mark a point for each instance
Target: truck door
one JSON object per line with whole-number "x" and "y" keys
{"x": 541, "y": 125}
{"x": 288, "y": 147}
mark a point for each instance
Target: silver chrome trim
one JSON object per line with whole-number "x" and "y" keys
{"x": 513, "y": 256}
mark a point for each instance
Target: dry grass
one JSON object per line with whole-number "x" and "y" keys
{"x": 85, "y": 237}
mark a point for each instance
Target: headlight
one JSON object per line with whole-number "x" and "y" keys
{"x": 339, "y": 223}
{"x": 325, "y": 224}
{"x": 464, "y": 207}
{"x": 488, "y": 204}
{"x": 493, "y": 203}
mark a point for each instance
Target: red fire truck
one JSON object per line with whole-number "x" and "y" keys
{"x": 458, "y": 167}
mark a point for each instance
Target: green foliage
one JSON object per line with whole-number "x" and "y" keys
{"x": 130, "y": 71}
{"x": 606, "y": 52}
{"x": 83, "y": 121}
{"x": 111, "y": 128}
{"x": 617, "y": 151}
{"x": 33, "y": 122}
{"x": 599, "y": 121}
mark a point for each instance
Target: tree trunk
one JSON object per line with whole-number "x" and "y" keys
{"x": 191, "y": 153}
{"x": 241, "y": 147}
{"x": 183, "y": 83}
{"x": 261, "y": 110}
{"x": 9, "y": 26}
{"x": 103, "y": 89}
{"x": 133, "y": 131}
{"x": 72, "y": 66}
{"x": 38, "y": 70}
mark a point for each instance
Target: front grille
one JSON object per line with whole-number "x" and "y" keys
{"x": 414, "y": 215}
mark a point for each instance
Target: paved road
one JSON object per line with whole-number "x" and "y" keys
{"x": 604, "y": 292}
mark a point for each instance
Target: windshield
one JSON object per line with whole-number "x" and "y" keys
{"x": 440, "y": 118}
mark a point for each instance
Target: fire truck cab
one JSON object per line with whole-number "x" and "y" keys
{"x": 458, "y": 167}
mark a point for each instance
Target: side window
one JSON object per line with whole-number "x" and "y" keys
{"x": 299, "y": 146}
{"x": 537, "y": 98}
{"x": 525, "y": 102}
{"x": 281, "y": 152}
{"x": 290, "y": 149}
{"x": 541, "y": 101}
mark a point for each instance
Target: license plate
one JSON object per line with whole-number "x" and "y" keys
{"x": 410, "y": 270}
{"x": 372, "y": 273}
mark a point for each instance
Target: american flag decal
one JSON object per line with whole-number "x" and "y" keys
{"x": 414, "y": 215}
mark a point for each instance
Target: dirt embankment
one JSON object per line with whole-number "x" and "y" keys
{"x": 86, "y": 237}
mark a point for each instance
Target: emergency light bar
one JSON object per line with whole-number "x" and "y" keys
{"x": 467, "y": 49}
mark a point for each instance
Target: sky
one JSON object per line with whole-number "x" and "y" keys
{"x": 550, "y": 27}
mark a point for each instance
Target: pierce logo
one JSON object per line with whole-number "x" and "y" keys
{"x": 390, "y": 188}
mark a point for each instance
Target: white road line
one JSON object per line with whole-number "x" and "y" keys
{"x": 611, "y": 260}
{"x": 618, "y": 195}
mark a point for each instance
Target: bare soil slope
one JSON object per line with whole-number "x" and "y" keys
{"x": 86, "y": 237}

■ What the task requires: Each record must be returned in full and exactly.

■ Answer space:
mark a point for each instance
Target: truck door
one JSON object per line with whole-number "x" and "y" keys
{"x": 541, "y": 125}
{"x": 288, "y": 147}
mark a point for each instance
Target: silver chrome trim
one JSON object per line with whole-number "x" and "y" keys
{"x": 513, "y": 256}
mark a point for each instance
Target: dry grass
one JSON object per line with whole-number "x" and "y" keys
{"x": 85, "y": 237}
mark a point for each instance
Target: headlight
one JSON object per line with whole-number "x" and "y" keys
{"x": 339, "y": 223}
{"x": 325, "y": 224}
{"x": 464, "y": 207}
{"x": 488, "y": 204}
{"x": 493, "y": 203}
mark a point for each instance
Target: red fire truck
one JSON object per line with whole-number "x" and "y" keys
{"x": 458, "y": 167}
mark a point for each instance
Target: green foliage
one JSON object per line with whole-number "x" and "y" keys
{"x": 130, "y": 71}
{"x": 606, "y": 52}
{"x": 83, "y": 121}
{"x": 111, "y": 128}
{"x": 617, "y": 151}
{"x": 33, "y": 122}
{"x": 599, "y": 121}
mark a point for each instance
Target: tree trunk
one JSON object per line with whole-number "x" and "y" keys
{"x": 191, "y": 153}
{"x": 241, "y": 147}
{"x": 183, "y": 83}
{"x": 261, "y": 110}
{"x": 9, "y": 26}
{"x": 103, "y": 89}
{"x": 133, "y": 131}
{"x": 72, "y": 66}
{"x": 38, "y": 70}
mark a point for each instance
Target: front grille
one JSON object per line with whole-number "x" and "y" keys
{"x": 414, "y": 215}
mark a point for each instance
Target: paved road
one JSON object per line with whole-number "x" and "y" keys
{"x": 604, "y": 292}
mark a point for each instance
Target: windshield
one JSON object per line with whole-number "x" and "y" keys
{"x": 440, "y": 118}
mark a point for each instance
Target: fire truck cab
one JSON object per line with whole-number "x" and "y" keys
{"x": 458, "y": 167}
mark a point for each instance
Target: side window
one JSON object per line with whole-number "x" and "y" keys
{"x": 299, "y": 146}
{"x": 537, "y": 98}
{"x": 525, "y": 102}
{"x": 281, "y": 152}
{"x": 290, "y": 149}
{"x": 541, "y": 101}
mark a point for each instance
Target: license plate
one JSON object per line with whole-number "x" and "y" keys
{"x": 410, "y": 270}
{"x": 372, "y": 273}
mark a point for each instance
Target: american flag decal
one JSON object per line with whole-number "x" and "y" keys
{"x": 414, "y": 215}
mark a point for each instance
Target: dirt embankment
one JSON object per line with whole-number "x" and "y" keys
{"x": 86, "y": 237}
mark a point for each instance
Target: emergency light bar
one JSON object per line with whole-number "x" and "y" keys
{"x": 467, "y": 49}
mark a point for each instance
Target: sky
one JSON object per line with whole-number "x" and "y" keys
{"x": 550, "y": 27}
mark a point for each instance
Target: pierce logo
one JSON object per line with whole-number "x" and "y" keys
{"x": 390, "y": 188}
mark a point for each instance
Target: white road line
one JSON object per line with whole-number "x" and "y" keys
{"x": 611, "y": 260}
{"x": 618, "y": 195}
mark a point for each instance
Target: bare soil slope
one JSON object per line with whole-number "x" and "y" keys
{"x": 86, "y": 237}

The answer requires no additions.